What you have to do: Can you retype only the lines from the one with "of the team" through the final line of the material, exactly as given?

Saved data entries:
_____
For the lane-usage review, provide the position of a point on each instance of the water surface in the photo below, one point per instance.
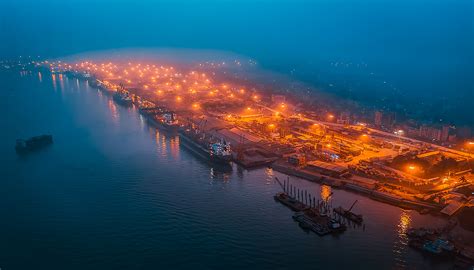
(114, 193)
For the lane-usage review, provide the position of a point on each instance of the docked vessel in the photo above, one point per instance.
(218, 151)
(33, 143)
(357, 218)
(166, 122)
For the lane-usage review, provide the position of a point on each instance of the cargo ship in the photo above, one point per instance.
(215, 150)
(33, 143)
(166, 121)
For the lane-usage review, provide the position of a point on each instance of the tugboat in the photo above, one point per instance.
(33, 143)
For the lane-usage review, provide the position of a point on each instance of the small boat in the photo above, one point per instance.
(33, 143)
(348, 214)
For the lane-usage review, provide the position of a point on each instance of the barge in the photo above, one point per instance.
(33, 143)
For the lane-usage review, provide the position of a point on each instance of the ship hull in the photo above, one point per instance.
(201, 151)
(173, 129)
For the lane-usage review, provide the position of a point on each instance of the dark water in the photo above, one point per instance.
(114, 193)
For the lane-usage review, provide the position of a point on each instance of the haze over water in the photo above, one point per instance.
(114, 193)
(413, 55)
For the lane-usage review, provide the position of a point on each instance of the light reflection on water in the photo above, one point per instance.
(168, 202)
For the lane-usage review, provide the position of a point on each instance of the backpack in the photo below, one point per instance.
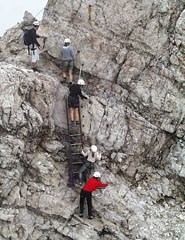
(27, 39)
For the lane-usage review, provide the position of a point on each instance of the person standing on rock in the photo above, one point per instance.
(67, 60)
(31, 37)
(73, 100)
(92, 155)
(86, 192)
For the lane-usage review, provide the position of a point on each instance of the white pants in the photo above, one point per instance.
(34, 54)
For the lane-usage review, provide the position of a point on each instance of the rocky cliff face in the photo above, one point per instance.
(133, 55)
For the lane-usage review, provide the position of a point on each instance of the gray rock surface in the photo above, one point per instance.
(133, 54)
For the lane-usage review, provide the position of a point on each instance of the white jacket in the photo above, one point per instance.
(90, 158)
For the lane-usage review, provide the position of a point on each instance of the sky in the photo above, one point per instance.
(12, 11)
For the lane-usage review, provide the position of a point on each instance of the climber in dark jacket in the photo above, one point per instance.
(34, 45)
(67, 60)
(73, 100)
(91, 185)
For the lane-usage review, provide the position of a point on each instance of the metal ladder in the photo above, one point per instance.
(75, 140)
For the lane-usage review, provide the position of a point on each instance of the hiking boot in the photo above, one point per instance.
(35, 69)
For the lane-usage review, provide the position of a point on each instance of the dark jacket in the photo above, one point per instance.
(75, 92)
(92, 184)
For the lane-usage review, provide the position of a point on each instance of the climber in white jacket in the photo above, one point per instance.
(92, 155)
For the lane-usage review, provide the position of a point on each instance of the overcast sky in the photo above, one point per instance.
(12, 11)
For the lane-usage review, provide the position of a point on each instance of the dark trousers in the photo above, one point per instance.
(88, 195)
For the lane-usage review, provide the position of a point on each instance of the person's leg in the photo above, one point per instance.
(89, 203)
(89, 165)
(76, 114)
(82, 169)
(82, 199)
(70, 67)
(35, 58)
(70, 75)
(65, 66)
(71, 111)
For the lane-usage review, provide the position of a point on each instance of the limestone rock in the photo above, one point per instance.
(133, 56)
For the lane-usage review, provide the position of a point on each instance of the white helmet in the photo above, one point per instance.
(67, 40)
(96, 174)
(81, 82)
(36, 23)
(94, 148)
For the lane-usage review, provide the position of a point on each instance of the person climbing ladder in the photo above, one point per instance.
(92, 155)
(67, 60)
(73, 100)
(86, 192)
(30, 40)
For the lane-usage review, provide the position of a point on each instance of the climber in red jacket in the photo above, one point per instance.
(92, 184)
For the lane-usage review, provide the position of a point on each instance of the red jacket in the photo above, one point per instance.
(92, 184)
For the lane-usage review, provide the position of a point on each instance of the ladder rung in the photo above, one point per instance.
(76, 144)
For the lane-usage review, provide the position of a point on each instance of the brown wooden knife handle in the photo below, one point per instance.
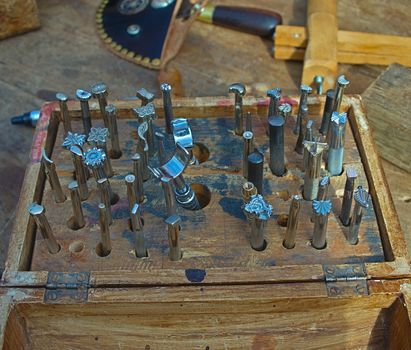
(246, 19)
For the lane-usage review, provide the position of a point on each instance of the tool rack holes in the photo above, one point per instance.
(73, 225)
(100, 251)
(114, 199)
(76, 247)
(114, 155)
(263, 247)
(201, 152)
(282, 220)
(311, 243)
(285, 247)
(284, 195)
(202, 193)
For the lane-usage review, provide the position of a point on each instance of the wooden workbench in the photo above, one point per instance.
(36, 65)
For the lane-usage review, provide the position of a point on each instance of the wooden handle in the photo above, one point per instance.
(321, 52)
(246, 19)
(352, 47)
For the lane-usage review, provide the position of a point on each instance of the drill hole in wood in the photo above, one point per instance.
(76, 247)
(114, 155)
(263, 247)
(284, 195)
(282, 220)
(201, 152)
(202, 193)
(100, 251)
(73, 225)
(114, 199)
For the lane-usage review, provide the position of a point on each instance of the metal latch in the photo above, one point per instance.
(347, 279)
(64, 286)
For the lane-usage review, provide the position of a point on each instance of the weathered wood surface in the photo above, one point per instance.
(218, 243)
(207, 318)
(17, 17)
(34, 74)
(217, 235)
(352, 47)
(320, 58)
(388, 102)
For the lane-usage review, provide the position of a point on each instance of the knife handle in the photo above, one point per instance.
(246, 19)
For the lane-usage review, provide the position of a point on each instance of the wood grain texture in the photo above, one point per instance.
(209, 243)
(17, 17)
(320, 57)
(208, 317)
(210, 59)
(352, 47)
(388, 102)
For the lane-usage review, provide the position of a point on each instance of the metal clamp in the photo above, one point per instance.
(173, 169)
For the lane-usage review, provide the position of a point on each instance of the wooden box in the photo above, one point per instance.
(222, 294)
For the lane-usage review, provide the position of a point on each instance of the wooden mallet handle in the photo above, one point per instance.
(321, 53)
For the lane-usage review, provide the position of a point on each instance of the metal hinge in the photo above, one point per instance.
(64, 286)
(344, 280)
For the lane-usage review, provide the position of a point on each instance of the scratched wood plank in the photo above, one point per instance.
(207, 318)
(216, 236)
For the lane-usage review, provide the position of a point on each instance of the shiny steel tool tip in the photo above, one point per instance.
(98, 138)
(321, 211)
(292, 223)
(348, 195)
(336, 143)
(257, 211)
(239, 91)
(362, 203)
(84, 97)
(95, 158)
(37, 211)
(145, 96)
(248, 148)
(168, 106)
(52, 177)
(64, 113)
(146, 114)
(73, 139)
(255, 165)
(99, 91)
(137, 225)
(276, 133)
(275, 97)
(305, 90)
(285, 110)
(173, 227)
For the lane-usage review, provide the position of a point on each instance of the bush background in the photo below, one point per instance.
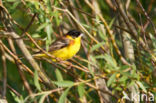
(117, 56)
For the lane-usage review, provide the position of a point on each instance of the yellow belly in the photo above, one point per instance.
(67, 52)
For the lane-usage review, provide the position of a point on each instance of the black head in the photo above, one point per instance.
(74, 33)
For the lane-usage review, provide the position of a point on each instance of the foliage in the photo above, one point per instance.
(104, 54)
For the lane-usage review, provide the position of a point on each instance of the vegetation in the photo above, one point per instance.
(116, 63)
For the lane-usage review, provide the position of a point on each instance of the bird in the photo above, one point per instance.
(64, 47)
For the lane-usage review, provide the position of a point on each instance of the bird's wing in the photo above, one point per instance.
(58, 44)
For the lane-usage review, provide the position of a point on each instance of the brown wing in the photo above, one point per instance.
(58, 44)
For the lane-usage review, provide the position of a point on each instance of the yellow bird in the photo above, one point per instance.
(65, 47)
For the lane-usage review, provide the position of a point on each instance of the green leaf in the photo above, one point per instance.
(43, 98)
(49, 30)
(123, 79)
(111, 23)
(96, 46)
(110, 61)
(111, 79)
(100, 56)
(93, 60)
(36, 81)
(141, 86)
(63, 96)
(42, 26)
(16, 98)
(58, 75)
(81, 90)
(64, 83)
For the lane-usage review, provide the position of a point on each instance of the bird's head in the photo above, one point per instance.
(74, 33)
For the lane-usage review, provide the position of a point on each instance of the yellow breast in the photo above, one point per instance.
(69, 51)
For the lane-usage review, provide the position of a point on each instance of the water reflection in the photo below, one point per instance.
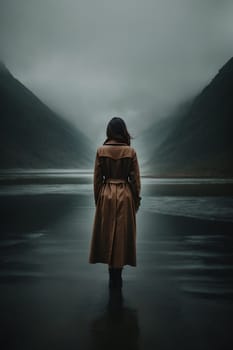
(117, 328)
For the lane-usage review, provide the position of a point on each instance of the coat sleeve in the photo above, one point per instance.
(98, 178)
(134, 176)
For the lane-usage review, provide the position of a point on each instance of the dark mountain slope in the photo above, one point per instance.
(199, 141)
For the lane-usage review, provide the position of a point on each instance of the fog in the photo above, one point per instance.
(91, 60)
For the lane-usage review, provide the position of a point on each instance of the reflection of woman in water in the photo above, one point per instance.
(117, 189)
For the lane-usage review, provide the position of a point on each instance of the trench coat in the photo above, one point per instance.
(116, 185)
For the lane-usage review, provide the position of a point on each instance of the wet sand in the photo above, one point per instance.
(180, 295)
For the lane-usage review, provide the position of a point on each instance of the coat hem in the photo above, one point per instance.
(106, 262)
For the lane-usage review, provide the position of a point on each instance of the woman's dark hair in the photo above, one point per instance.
(117, 130)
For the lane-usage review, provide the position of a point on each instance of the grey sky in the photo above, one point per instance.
(91, 60)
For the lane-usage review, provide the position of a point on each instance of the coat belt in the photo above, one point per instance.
(115, 181)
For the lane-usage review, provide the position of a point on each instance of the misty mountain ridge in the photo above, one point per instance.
(32, 135)
(197, 141)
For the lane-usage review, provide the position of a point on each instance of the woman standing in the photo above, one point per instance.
(117, 189)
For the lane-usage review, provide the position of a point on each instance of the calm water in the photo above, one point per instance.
(180, 295)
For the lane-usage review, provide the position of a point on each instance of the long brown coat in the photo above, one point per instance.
(113, 239)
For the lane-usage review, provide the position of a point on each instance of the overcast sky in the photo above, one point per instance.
(94, 59)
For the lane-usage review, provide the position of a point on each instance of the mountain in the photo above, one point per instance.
(32, 135)
(197, 141)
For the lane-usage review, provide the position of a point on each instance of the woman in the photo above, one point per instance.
(117, 189)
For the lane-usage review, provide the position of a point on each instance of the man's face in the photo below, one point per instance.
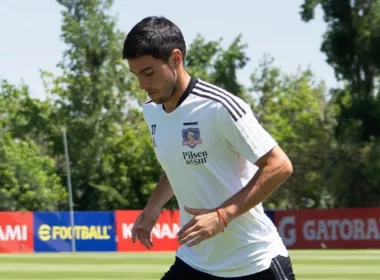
(155, 77)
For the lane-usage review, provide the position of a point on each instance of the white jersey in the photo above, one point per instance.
(208, 146)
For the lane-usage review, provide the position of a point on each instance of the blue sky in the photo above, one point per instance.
(30, 33)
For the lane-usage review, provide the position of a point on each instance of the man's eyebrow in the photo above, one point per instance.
(145, 69)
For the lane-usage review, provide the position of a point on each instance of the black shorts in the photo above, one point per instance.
(280, 269)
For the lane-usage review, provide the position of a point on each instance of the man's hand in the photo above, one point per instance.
(143, 226)
(204, 225)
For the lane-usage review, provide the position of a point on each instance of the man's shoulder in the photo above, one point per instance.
(149, 105)
(222, 98)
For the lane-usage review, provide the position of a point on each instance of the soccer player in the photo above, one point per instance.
(217, 160)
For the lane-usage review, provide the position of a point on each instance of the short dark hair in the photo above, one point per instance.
(155, 36)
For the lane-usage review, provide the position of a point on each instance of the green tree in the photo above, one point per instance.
(93, 97)
(293, 108)
(352, 46)
(208, 60)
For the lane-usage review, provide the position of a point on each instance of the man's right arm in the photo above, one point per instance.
(161, 194)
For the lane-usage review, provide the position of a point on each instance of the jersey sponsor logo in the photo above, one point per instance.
(195, 158)
(191, 137)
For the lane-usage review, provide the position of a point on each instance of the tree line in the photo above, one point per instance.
(331, 135)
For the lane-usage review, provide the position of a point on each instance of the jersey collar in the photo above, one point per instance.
(188, 90)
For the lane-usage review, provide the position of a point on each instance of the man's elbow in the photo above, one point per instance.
(287, 168)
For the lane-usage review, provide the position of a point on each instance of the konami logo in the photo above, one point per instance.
(160, 230)
(13, 233)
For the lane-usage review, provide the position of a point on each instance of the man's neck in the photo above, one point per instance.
(183, 82)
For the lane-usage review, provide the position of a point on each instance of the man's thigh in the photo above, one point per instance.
(281, 268)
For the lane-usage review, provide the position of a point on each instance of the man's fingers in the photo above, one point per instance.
(143, 240)
(135, 227)
(185, 228)
(149, 238)
(197, 241)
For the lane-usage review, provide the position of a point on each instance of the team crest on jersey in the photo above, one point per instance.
(191, 137)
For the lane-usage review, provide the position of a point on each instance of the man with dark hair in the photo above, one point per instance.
(217, 160)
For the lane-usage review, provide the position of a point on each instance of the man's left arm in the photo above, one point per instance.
(248, 138)
(274, 168)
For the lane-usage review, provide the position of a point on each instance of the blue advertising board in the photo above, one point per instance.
(271, 214)
(93, 231)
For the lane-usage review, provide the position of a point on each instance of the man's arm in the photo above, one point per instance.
(161, 194)
(274, 169)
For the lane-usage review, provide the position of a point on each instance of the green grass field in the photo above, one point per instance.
(310, 264)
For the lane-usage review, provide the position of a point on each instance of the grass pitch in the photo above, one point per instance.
(308, 265)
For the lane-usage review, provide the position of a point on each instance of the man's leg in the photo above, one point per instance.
(182, 271)
(282, 268)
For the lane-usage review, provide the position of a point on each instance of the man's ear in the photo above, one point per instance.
(176, 58)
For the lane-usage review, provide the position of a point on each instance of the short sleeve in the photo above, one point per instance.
(244, 133)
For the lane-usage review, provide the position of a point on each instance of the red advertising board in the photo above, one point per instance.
(16, 232)
(330, 228)
(163, 234)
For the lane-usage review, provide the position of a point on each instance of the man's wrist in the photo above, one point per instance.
(228, 213)
(153, 207)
_____
Reply to the task:
For the lane-usage review, provide the position of a point on each instance of the team crest on jersey in the photo above, one point per instance.
(191, 137)
For the lane-usage review, provide the position of a point on each instance of the man with dark hair in the photo above, one point per instance.
(217, 160)
For the lane-usage review, provide the position of a point on each instance of the man's left arm in the photo above, one point per instance.
(248, 138)
(274, 168)
For the lane-usage review, provide the position of a point on each instance of the blue advertising board in the photo above, one point per instance.
(271, 214)
(93, 231)
For the lane-usage review, provide the position of a point on each instance of the man's arm in the photo above, one point per instance.
(161, 194)
(274, 169)
For the lane-usage review, provide the position of a point on each instance of the green grass field in the photo above, one point per instance.
(310, 264)
For the lane-usage review, provide the position of a point on each instance of the grass pitch in the photo above, one point per instance.
(308, 265)
For the lane-usage review, provide the position of a point on each instance of the man's leg in the photo above, one point per instance.
(182, 271)
(282, 268)
For the lane-usage review, provide the position of a point on each instance of the man's ear in the photo above, one point per instance.
(176, 58)
For the lane-usage review, provide the position of a point on each instance of the short sleeve in the photo above, one point per instance.
(244, 133)
For the lane-usage review, provide the position of a point on each instance of the red advertising board in the photo above, one point per instance.
(16, 232)
(330, 228)
(163, 234)
For the lane-usage review, provide the position of a point on each instance of the man's wrist in the photo above, one point per instance.
(228, 213)
(153, 207)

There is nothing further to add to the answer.